Pico2Wave is very lightweight and generates speech faster than Piper while sounding better than eSpeak NG. It supports English, German, French, Spanish, and Italian. For simple automation scripts reading short strings, it is a good middle ground between speed and voice quality.

A note on Coqui TTS

Coqui TTS was a well-regarded neural TTS engine with a Python API. The company closed in 2024 and the original project is no longer actively maintained. Community forks exist and pip install TTS may still install a working version, but for new projects Piper and Mimic 3 are better-supported alternatives with active development. If an existing project depends on Coqui, pin the last known-good version and do not rely on it for new deployments.

XTTS-v2 and Bark

Both produce the most natural-sounding output available for offline TTS but are not practical for real-time use on Pi hardware. XTTS-v2 can clone a voice from a short audio sample and supports multilingual output. Bark adds non-verbal sounds, breathing, and expressive pacing. On Pi 5, a short sentence takes 30 to 60 seconds to generate with either engine. The practical approach is to generate audio files on a desktop or server and play them back on the Pi, rather than attempting real-time synthesis.

——————

Instruction — List the languages that the passage on offline text-to-speech engines says Pico2Wave supports. The data that follows isn't needed for this.

——————

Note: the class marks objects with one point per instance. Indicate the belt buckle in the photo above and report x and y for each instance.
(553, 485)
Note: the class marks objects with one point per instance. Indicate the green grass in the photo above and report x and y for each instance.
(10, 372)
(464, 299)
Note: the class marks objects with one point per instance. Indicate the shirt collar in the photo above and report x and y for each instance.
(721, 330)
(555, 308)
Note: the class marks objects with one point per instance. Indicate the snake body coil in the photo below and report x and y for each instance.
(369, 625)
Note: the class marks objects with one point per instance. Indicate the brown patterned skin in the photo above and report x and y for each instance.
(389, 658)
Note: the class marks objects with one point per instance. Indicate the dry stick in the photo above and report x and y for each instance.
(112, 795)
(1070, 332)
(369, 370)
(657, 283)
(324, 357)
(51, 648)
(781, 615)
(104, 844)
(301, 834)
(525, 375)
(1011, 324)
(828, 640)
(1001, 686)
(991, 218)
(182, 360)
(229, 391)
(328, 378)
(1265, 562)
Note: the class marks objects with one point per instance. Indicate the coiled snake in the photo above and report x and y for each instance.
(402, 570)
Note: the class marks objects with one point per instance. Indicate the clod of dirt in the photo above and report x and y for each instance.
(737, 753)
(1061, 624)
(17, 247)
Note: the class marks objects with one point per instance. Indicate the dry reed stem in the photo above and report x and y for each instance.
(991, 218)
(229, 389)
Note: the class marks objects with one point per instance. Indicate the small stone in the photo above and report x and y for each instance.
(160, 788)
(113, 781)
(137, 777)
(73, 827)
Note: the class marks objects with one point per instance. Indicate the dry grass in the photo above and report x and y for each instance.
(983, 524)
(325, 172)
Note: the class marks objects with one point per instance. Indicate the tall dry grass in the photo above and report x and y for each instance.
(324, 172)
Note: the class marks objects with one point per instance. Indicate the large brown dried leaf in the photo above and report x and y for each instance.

——————

Task result — English, German, French, Spanish, Italian